Yang Perlu Dikerjakan —
(a) Tentukan apakah tiap pernyataan berikut sesuai dengan teks tentang penjualan ORI025. Jawab ya atau tidak, lalu sertakan kutipan persis dari teks yang menjadi dasarnya.
(i) Penjualan ORI025-T3 mencapai Rp 3,34 triliun.
(ii) Kuota untuk ORI025-T6 adalah Rp 15 triliun.
(iii) ORI019 jatuh tempo pada tanggal 15 Maret.
(b) Salin persis bagian teks tentang penjualan ORI025 mulai dari "(Vibiznews – Bonds" hingga "15 Februari nanti.", dengan kedua bagian itu ikut disalin.
(c) Jawab pertanyaan berikut berdasarkan teks tentang penjualan ORI025.
(i) Data mitra distribusi mana yang dijadikan acuan?
(ii) Berapa nilai outstanding ORI019?
(iii) Apa jabatan Deni Ridwan?
:: Teks Kutipan ::
(Vibiznews – Bonds & Mutual Fund) – Dalam seminggu dipasarkan, pemerintah catat penjualan Obligasi Ritel Negara (ORI) seri ORI025 sebesar Rp 4,46 triliun per Senin (5/2) pukul 18.28 WIB.
Mengacu pada data salah satu mitra distribusi, Bibit, penjualan terbesar dari ORI025-T3 (tenor 3 tahun) sebesar Rp 3,34 triliun. Atau mencapai 22,26% dari kuota Rp 15 triliun. Penjualan ORI025-T6 sebesar Rp 1,02 triliun atau 10,2% dari kuota Rp 10 triliun.
Direktur Surat Utang Negara DJPPR Kemenkeu Deni Ridwan mengatakan, capaian tersebut menunjukkan bahwa progres penjualan ORI025 masih on track. Ia memperkirakan ke depan ORI015 akan terus diburu. Apalagi ada ORI019 dengan outstanding sebesar Rp 26 triliun yang akan jatuh tempo tanggal 15 Februari nanti.
“Diharapkan investor ORI019 tersebut akan melakukan re-investasi dananya ke ORI025,” ujar Deni (Sumber: Kontan, Senin (5/2)).
:::
:: Daftar Entri ::
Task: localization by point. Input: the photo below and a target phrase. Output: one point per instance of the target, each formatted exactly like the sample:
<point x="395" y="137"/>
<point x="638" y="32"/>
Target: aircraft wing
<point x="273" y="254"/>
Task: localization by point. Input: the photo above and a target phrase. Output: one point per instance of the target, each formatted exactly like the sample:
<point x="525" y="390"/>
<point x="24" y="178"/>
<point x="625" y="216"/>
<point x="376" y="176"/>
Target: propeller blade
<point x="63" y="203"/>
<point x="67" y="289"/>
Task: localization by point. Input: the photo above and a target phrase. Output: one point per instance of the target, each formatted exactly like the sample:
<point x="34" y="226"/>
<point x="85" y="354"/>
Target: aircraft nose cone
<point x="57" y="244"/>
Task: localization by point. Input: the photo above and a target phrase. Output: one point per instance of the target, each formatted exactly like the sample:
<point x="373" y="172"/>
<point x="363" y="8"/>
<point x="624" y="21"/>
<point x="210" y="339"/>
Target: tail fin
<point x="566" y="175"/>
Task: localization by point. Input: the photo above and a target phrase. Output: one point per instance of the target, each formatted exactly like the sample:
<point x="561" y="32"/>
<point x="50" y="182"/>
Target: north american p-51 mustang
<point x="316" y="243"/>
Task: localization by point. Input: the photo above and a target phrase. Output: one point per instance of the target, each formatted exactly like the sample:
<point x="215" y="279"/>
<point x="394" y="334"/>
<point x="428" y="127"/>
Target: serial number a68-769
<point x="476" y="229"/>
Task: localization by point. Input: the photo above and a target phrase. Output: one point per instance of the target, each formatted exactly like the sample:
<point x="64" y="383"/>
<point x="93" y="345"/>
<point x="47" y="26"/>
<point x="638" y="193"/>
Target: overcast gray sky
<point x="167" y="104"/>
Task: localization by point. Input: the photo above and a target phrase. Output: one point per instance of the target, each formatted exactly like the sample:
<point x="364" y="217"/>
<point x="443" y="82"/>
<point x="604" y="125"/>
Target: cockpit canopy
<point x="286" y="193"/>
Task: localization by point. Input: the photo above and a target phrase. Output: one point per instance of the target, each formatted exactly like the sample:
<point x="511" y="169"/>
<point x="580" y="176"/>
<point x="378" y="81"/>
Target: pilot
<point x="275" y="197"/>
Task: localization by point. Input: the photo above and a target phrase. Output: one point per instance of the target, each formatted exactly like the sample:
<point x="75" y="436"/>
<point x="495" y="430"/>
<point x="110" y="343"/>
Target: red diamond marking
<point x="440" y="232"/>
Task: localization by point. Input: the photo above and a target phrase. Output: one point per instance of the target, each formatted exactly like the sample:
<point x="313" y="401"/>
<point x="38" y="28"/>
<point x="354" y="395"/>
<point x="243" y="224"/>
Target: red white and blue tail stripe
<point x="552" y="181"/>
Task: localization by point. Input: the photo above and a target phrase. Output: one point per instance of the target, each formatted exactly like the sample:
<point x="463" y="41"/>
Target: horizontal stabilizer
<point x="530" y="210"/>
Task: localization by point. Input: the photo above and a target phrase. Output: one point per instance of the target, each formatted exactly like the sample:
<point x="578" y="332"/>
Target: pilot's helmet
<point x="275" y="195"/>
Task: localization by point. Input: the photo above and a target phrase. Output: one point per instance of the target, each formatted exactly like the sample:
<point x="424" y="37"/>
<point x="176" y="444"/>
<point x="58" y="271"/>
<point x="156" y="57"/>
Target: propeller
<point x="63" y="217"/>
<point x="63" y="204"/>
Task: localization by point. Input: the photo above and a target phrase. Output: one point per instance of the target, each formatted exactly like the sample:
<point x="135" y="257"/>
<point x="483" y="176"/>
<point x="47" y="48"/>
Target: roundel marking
:::
Jawaban Tugas —
(a)
(i) Ya: "penjualan terbesar dari ORI025-T3 (tenor 3 tahun) sebesar Rp 3,34 triliun"
(ii) Tidak: "Penjualan ORI025-T6 sebesar Rp 1,02 triliun atau 10,2% dari kuota Rp 10 triliun."
(iii) Tidak: "akan jatuh tempo tanggal 15 Februari nanti"

(b)
(Vibiznews – Bonds & Mutual Fund) – Dalam seminggu dipasarkan, pemerintah catat penjualan Obligasi Ritel Negara (ORI) seri ORI025 sebesar Rp 4,46 triliun per Senin (5/2) pukul 18.28 WIB.
Mengacu pada data salah satu mitra distribusi, Bibit, penjualan terbesar dari ORI025-T3 (tenor 3 tahun) sebesar Rp 3,34 triliun. Atau mencapai 22,26% dari kuota Rp 15 triliun. Penjualan ORI025-T6 sebesar Rp 1,02 triliun atau 10,2% dari kuota Rp 10 triliun.
Direktur Surat Utang Negara DJPPR Kemenkeu Deni Ridwan mengatakan, capaian tersebut menunjukkan bahwa progres penjualan ORI025 masih on track. Ia memperkirakan ke depan ORI015 akan terus diburu. Apalagi ada ORI019 dengan outstanding sebesar Rp 26 triliun yang akan jatuh tempo tanggal 15 Februari nanti.

(c)
(i) Bibit.
(ii) Rp 26 triliun.
(iii) Direktur Surat Utang Negara DJPPR Kemenkeu.